--- Task goal ---
Every line from the one containing "the front lawn" through the end of the data is to be copied exactly, and nothing outside that range.

=====

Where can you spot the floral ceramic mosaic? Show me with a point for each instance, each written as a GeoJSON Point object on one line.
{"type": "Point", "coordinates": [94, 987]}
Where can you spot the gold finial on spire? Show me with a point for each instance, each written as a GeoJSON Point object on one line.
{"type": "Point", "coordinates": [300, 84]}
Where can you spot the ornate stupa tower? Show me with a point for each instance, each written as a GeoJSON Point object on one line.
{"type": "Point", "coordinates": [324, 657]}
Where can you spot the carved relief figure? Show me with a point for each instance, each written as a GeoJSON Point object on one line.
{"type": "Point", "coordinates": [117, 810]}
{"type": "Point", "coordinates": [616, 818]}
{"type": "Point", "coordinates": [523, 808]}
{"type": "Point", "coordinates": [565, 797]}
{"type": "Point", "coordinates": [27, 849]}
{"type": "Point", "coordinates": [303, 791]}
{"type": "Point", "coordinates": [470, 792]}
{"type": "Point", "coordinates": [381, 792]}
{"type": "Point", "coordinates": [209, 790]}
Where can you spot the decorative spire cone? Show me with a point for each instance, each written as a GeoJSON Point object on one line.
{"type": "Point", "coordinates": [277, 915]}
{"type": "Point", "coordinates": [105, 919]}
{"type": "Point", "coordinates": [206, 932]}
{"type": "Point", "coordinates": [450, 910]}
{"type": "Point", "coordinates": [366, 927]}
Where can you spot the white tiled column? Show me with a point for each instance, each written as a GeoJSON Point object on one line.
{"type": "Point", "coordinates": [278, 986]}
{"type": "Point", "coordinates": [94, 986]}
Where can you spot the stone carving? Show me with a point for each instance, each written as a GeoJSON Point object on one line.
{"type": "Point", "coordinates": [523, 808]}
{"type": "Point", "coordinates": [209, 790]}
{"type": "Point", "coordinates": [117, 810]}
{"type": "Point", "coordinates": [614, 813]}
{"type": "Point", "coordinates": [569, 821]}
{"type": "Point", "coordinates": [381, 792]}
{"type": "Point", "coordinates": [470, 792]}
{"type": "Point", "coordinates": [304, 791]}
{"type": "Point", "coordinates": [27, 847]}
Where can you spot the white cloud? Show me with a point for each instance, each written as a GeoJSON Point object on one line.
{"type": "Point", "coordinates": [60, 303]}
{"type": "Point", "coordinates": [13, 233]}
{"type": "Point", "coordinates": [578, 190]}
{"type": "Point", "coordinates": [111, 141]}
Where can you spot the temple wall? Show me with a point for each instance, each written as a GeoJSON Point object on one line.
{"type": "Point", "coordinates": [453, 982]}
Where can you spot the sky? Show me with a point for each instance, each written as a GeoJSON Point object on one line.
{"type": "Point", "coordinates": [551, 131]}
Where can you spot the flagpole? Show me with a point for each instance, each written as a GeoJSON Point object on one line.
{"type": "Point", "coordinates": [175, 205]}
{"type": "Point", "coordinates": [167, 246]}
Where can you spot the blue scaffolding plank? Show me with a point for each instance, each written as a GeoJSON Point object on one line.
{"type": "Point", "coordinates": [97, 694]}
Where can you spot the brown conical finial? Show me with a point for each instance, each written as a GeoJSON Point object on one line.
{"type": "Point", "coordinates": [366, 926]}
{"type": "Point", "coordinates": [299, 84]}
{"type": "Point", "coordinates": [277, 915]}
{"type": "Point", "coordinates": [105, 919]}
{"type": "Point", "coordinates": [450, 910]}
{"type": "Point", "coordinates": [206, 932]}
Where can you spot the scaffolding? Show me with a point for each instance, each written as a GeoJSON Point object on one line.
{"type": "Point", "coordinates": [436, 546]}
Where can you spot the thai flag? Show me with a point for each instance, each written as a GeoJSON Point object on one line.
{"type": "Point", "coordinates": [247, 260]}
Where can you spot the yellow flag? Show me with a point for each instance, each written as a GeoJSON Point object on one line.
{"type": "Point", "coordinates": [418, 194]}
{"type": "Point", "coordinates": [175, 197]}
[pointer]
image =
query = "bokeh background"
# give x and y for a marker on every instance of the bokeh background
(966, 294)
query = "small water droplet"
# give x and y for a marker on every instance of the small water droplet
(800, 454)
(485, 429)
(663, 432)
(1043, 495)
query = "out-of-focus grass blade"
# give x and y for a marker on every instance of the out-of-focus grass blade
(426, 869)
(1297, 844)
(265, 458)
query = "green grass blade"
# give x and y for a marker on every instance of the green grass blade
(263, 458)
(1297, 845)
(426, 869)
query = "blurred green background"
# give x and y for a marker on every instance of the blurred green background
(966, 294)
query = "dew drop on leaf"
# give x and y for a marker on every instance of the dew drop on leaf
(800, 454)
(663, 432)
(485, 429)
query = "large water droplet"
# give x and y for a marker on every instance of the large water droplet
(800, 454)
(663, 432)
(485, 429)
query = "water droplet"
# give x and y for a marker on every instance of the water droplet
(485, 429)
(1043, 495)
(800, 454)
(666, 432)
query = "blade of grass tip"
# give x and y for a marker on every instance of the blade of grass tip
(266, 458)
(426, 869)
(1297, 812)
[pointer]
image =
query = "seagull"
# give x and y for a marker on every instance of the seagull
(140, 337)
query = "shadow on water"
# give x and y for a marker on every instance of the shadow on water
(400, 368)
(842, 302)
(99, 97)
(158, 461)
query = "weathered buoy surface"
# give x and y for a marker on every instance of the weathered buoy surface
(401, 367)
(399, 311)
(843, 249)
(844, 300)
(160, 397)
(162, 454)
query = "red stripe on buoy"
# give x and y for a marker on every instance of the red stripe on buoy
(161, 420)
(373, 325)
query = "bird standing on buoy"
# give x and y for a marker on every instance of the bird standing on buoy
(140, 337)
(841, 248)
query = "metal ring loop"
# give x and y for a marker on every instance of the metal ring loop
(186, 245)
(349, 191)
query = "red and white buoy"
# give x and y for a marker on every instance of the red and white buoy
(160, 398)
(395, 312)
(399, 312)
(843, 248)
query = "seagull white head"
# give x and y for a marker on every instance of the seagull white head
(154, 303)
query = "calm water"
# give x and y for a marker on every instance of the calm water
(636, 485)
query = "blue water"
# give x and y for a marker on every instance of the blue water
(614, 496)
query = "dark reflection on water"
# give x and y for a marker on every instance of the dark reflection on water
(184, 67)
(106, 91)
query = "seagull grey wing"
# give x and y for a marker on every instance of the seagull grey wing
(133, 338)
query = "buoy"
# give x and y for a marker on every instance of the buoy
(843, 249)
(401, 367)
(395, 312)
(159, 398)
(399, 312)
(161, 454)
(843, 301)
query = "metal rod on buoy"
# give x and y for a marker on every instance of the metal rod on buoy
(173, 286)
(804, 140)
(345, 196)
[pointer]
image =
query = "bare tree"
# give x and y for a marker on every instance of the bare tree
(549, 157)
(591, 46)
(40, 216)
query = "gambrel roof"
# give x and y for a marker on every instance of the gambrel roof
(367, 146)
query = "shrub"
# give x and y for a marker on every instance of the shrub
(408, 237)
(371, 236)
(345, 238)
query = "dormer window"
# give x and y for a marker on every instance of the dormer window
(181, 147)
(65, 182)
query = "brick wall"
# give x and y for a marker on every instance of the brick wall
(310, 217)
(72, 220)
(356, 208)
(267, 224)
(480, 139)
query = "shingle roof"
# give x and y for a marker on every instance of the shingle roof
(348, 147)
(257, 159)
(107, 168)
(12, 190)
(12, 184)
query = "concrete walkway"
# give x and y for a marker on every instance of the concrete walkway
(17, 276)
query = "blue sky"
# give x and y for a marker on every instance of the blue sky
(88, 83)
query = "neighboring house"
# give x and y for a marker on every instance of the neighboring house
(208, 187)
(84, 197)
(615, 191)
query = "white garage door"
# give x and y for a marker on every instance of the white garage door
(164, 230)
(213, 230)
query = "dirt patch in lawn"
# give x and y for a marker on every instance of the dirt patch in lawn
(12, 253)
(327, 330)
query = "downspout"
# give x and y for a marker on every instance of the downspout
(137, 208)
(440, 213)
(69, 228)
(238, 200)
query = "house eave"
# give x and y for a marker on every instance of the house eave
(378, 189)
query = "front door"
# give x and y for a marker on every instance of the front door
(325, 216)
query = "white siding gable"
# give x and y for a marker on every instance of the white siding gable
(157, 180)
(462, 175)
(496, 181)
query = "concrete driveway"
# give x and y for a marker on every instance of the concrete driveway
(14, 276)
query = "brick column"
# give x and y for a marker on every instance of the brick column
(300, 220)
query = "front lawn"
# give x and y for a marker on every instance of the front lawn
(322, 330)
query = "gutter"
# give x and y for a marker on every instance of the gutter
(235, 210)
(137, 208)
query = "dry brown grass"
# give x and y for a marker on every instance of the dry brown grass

=====

--- Solution below ---
# give x and y for a marker on every instance of the front lawn
(322, 330)
query = "gutter"
# give x and y for a marker on every instance of the gutter
(235, 210)
(137, 208)
query = "dry brown grass"
# give x and y for a marker on every instance of the dry brown grass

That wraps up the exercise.